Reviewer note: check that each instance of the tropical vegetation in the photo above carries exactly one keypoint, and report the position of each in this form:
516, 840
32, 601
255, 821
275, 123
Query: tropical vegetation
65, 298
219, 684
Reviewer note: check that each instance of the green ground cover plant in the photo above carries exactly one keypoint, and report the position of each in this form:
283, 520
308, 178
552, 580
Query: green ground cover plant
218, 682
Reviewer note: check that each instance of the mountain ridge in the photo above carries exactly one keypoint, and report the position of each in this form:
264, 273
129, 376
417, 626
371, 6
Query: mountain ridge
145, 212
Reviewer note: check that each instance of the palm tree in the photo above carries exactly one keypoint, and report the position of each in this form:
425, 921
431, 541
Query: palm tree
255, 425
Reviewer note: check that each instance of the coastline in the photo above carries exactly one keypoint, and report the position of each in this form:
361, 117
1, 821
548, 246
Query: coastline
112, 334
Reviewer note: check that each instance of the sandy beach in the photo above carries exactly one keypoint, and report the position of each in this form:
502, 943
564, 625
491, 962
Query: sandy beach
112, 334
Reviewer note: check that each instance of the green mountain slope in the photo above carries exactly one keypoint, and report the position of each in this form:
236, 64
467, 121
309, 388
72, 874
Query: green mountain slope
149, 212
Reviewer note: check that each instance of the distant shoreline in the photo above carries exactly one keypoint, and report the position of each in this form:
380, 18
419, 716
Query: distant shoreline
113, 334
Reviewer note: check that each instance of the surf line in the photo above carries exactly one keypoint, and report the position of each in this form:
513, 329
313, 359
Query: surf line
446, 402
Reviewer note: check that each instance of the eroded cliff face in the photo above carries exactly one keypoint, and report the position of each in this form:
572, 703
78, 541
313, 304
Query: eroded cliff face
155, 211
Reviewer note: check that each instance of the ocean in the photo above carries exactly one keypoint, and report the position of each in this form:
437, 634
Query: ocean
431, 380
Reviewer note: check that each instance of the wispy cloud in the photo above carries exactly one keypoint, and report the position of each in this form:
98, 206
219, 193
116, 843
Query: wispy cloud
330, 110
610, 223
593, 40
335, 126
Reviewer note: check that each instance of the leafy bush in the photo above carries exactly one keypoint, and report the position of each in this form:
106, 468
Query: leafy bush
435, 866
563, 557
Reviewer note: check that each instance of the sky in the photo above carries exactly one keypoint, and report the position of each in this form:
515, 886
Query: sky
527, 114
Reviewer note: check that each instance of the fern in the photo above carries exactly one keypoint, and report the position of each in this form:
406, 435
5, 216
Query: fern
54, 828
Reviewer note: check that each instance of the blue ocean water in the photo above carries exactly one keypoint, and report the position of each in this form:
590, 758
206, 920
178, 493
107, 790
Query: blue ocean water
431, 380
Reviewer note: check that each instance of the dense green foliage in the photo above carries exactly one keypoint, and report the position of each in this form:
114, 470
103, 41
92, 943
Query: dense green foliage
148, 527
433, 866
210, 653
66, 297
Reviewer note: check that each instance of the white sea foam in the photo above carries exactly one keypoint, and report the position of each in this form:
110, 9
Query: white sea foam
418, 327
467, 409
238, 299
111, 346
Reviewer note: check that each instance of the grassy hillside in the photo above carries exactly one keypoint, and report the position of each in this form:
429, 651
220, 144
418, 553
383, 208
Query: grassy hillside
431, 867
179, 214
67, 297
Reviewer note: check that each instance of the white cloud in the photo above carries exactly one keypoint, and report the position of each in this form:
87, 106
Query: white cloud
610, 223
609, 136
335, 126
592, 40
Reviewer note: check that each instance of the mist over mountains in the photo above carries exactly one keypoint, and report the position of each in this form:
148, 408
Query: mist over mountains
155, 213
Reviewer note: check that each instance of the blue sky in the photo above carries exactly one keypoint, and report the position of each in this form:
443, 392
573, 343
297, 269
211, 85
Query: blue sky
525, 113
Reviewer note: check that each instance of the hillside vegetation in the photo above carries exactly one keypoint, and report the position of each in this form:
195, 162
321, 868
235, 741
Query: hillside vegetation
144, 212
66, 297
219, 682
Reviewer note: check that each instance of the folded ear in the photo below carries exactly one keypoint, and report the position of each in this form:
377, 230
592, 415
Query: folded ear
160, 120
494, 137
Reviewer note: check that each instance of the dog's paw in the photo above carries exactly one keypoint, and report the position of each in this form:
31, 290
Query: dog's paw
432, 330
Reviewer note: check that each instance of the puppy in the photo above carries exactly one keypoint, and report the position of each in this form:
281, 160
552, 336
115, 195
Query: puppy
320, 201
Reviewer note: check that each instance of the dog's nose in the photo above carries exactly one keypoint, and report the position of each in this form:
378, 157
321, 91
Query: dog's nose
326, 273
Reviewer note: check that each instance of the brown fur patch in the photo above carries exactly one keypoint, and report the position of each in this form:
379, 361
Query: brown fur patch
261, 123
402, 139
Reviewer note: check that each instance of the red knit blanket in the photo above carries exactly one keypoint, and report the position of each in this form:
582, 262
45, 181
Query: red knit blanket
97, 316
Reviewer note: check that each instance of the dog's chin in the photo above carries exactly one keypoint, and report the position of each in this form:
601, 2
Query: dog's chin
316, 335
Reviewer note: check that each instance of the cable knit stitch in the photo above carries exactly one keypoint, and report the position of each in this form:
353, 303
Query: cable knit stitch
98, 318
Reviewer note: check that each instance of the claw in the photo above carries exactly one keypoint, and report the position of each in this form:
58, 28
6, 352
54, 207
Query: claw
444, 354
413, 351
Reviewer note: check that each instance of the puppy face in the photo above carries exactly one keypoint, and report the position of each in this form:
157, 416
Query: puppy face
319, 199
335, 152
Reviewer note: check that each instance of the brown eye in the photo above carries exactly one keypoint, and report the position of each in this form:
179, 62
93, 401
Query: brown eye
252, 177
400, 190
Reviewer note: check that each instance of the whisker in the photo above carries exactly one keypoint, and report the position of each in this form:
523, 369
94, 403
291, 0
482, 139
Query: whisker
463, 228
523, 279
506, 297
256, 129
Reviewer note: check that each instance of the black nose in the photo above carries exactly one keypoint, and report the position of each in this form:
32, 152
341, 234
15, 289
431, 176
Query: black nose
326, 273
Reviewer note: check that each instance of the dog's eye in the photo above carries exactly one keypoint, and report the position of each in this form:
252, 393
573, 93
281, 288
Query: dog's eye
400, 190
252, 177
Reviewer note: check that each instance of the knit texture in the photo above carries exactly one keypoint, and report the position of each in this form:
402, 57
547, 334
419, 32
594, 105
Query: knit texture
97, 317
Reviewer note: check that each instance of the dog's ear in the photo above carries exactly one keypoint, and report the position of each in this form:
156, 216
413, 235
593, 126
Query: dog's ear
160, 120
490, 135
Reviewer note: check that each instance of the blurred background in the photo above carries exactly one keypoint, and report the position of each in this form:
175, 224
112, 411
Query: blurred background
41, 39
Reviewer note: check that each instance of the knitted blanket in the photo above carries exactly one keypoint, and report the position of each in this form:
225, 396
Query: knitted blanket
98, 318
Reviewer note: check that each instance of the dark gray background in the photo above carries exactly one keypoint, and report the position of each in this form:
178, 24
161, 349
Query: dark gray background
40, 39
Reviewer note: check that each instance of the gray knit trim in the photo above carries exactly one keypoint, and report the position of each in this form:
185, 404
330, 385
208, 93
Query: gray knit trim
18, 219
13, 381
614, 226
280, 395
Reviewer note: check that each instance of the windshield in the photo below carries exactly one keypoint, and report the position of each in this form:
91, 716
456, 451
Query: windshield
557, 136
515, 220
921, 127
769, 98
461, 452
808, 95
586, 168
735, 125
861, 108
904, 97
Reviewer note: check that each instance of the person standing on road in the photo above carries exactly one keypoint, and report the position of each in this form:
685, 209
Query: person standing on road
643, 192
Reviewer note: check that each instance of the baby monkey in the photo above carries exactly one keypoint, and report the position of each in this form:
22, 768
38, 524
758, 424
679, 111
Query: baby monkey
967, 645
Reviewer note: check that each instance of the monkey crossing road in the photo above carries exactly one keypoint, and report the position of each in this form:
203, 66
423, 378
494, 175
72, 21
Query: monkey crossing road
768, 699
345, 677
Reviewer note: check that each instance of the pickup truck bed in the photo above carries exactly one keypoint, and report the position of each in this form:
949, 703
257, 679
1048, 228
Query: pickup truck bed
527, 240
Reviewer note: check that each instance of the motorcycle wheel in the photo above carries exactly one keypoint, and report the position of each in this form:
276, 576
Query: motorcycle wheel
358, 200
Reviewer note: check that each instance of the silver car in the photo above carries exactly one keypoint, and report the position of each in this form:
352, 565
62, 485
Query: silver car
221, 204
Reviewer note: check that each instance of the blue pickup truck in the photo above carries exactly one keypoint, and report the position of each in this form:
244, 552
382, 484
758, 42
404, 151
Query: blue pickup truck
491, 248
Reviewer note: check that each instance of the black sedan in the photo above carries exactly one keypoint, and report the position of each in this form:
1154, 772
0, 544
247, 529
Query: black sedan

________________

- [Exercise instructions]: From the line holding "Reviewer note: check that each instance of the monkey" to the final line of the data, output each line exactly and nothing more.

- [Written response]:
Reviewer note: check that each instance of the monkey crossing road in the photo above carries exactly one keypoint, and report the position of each in this form:
203, 66
423, 378
494, 175
72, 21
Query: monkey crossing road
768, 699
345, 677
Reviewer note: check that each instance of the pickup truck bed in the photo above carries exactly one keypoint, and report the position of each in this form:
949, 703
257, 679
1048, 228
Query: pickup truck bed
527, 240
Reviewer note: check that each instance of the motorcycle wheel in the photo above carries exactly one keypoint, and report the position of each in this form:
276, 576
Query: motorcycle wheel
358, 200
Reviewer note: check that each instance of the silver car in the photo above carries exactly one keypoint, and report the position of each in this form:
352, 565
62, 485
Query: silver car
221, 204
Reviewer note: check that each instance of the blue pickup truck in the photo above carries exactly one keypoint, and report the position of each in this form:
244, 552
382, 484
758, 42
404, 151
Query: blue pickup truck
491, 248
Reviewer note: check that each instance of the black sedan in the photo above carries exactly one keypoint, and report the position of each in this form:
1154, 772
0, 544
247, 529
Query: black sedan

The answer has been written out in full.